▸ **Object detection data**

****************************************

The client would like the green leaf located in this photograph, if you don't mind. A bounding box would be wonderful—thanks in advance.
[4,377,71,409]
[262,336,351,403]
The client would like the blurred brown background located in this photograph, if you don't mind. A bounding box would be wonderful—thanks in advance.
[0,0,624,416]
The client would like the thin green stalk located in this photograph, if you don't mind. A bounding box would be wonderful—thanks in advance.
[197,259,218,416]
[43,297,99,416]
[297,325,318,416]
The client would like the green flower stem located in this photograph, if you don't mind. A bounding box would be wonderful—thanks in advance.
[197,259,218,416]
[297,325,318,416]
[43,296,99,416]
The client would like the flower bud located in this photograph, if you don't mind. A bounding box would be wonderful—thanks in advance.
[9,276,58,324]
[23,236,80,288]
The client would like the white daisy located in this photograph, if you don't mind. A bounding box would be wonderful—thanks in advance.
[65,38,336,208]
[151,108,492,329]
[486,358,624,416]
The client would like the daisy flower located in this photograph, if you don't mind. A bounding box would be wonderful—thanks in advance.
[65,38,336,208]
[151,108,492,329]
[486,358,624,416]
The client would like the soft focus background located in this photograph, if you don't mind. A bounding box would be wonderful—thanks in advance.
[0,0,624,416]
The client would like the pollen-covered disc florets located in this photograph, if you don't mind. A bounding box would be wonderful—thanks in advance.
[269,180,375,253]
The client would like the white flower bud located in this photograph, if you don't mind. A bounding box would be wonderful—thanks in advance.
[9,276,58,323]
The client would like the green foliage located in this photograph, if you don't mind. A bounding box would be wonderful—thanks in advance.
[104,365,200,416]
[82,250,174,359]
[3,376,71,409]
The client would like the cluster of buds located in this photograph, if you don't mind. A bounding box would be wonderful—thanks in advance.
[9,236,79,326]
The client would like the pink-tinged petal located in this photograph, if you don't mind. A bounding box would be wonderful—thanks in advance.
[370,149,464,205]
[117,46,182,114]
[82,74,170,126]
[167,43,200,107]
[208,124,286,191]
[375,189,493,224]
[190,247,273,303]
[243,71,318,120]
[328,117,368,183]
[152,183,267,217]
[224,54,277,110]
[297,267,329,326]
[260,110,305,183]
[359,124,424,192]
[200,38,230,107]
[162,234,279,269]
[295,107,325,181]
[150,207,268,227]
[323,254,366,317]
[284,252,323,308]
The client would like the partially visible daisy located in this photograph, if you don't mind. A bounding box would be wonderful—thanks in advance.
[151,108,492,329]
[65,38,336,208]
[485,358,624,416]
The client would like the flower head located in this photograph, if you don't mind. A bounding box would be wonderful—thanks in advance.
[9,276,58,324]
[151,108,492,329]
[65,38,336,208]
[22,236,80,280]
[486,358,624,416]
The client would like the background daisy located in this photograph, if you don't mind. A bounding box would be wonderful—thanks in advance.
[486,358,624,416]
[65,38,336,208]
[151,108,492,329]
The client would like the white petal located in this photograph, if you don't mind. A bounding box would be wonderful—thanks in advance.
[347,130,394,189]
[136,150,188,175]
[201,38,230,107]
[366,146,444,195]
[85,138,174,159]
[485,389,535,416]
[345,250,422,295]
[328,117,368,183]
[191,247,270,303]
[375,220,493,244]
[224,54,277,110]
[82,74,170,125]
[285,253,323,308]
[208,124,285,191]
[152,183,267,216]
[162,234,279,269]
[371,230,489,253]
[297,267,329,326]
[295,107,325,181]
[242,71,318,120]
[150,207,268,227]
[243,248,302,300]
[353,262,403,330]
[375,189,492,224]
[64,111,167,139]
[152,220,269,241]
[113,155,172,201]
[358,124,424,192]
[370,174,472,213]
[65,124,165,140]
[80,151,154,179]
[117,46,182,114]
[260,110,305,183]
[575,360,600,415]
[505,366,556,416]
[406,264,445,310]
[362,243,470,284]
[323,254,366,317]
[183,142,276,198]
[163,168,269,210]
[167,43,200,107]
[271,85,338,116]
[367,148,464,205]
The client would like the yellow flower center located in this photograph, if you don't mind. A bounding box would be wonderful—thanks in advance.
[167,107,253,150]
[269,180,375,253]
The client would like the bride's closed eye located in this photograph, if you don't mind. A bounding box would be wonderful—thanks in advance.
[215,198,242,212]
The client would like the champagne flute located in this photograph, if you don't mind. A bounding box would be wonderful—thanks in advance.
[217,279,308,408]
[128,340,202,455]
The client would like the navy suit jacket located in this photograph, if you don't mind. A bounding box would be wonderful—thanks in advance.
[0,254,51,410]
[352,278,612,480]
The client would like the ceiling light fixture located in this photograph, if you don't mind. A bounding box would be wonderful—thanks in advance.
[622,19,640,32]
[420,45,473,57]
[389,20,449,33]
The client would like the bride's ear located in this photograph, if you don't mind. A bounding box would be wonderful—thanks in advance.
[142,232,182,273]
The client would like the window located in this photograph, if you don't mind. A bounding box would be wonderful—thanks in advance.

****************************************

▸ **Task statement**
Reproduce every one of the lines above verbatim, without any alteration.

▸ **Response to the exercise**
The client would like the green leaf located in this photograph, if you don't mind. A bounding box would be wonderful—thanks in advance.
[4,377,71,409]
[262,336,351,403]
The client would like the blurred brown background located in this photograph, if you don't mind. A bounding box would be wonderful—thanks in advance.
[0,0,624,416]
The client would like the thin green stalk located in this photograph, if you don't mind. A bounding box would be wonderful—thanks in advance.
[197,259,218,416]
[43,297,99,416]
[297,325,318,416]
The client would like the green flower stem located in this photograph, if you don't mind. A bounding box would be wonderful—thanks in advance.
[197,259,218,416]
[297,325,318,416]
[43,296,99,416]
The client would like the flower bud located in this photograph, if you don't mind. A bounding box would be wonderful—thanks in advance.
[9,276,58,324]
[23,236,80,288]
The client would like the white daisy located in this photograph, if you don't mind. A bounding box would be wonderful—thanks in advance.
[65,38,336,208]
[151,108,492,329]
[486,358,624,416]
The client would like the daisy flower located in this photograph, if you don't mind. A bounding box would be wonderful—thanks in advance.
[65,38,336,208]
[151,108,492,329]
[486,358,624,416]
The client would like the soft focus background located in this photograph, if you don't mind. A bounding box would be wonderful—thanks in advance.
[0,0,624,416]
The client would like the pollen-covered disc florets located in this photograph, if you don't mind. A bounding box would be wonderful—thanks in advance.
[269,180,375,253]
The client would like the white flower bud located in this photograph, if you don't mind. A bounding box would be wonderful—thanks in advance.
[9,276,58,323]
The client would like the green foliage located in this photograph, if you don't mind. A bounding box would be wonderful—thanks in advance.
[104,365,200,416]
[82,250,174,359]
[3,376,71,409]
The client would like the cluster of buds located in this photograph, if you don't mind. A bounding box would be wonderful—thanks in advance.
[9,236,79,326]
The client would like the pink-tinged petal located in this photograph, if you don't mind. A bounding box would be wonderful—thanks in advance.
[370,149,464,205]
[117,46,182,114]
[82,74,170,126]
[167,43,200,107]
[208,124,286,191]
[375,189,493,224]
[190,247,273,303]
[243,71,318,120]
[328,117,368,183]
[152,183,267,217]
[224,54,277,110]
[297,267,329,326]
[260,110,305,183]
[359,124,424,192]
[200,38,230,107]
[162,234,279,269]
[295,107,325,181]
[150,207,268,227]
[323,254,366,317]
[284,252,323,308]
The client would like the partially visible daisy located in this photograph, if you don't mind. A bounding box would be wonderful—thanks in advance.
[151,108,492,329]
[65,38,336,208]
[485,358,624,416]
The client would like the flower head located in this photograph, if you don't mind. A bounding box would be wonderful—thanks in advance.
[9,276,58,324]
[151,108,492,329]
[65,38,336,208]
[22,236,80,280]
[486,358,624,416]
The client would like the background daisy located in this photograph, if you don't mind. A bounding box would be wonderful—thanks in advance.
[486,358,624,416]
[65,38,336,208]
[151,108,492,329]
The client would like the white petal located in this photograph, if you don't mind. A bounding box would be wonderful—thanks in advance.
[347,130,394,189]
[136,150,188,175]
[201,38,230,107]
[366,146,444,195]
[85,138,174,159]
[485,389,535,416]
[345,250,422,295]
[328,117,368,183]
[191,247,270,303]
[375,220,493,244]
[224,54,277,110]
[82,74,170,125]
[285,253,323,308]
[208,124,285,191]
[152,183,267,216]
[162,234,279,269]
[371,230,489,253]
[297,267,329,326]
[295,107,325,181]
[242,71,318,120]
[150,207,268,227]
[243,248,302,300]
[353,262,403,330]
[375,189,492,224]
[64,111,167,139]
[152,220,269,241]
[113,155,172,201]
[358,124,424,192]
[370,174,472,213]
[65,124,165,140]
[80,151,154,179]
[117,46,182,114]
[260,110,305,183]
[575,360,600,415]
[505,366,556,416]
[406,264,445,310]
[362,243,470,284]
[323,254,366,317]
[183,142,276,198]
[163,168,269,210]
[167,43,200,107]
[271,85,338,116]
[367,148,464,205]
The client would like the yellow flower center located in this photograph, if you don't mind. A bounding box would be wonderful—thanks in advance.
[167,107,253,150]
[269,180,375,253]
The client would like the bride's closed eye located in this photograph, if you don't mind. A bounding box would be wonderful—thanks in advance.
[215,198,242,212]
The client would like the champagne flute located in this photograph, if you don't mind. A bounding box would be wonderful—thanks in advance.
[217,279,308,408]
[128,340,202,455]
The client would like the navy suit jacket located in this photograph, if you don't mind. A bounding box would be wonderful—thanks in advance.
[0,254,51,410]
[352,278,612,480]
The client would like the ceiling light fixture located in this photograph, if you don't mind. A bounding box would be wonderful—thanks in advance.
[622,19,640,32]
[420,45,473,57]
[389,20,449,33]
The client would like the bride's ear located in this photograph, if you don't mind. A bounding box would be wonderful—thanks in advance.
[142,232,182,273]
The client would like the window located in this photograph, if you don't mind. A bounding box would be wonderful—thanks in advance.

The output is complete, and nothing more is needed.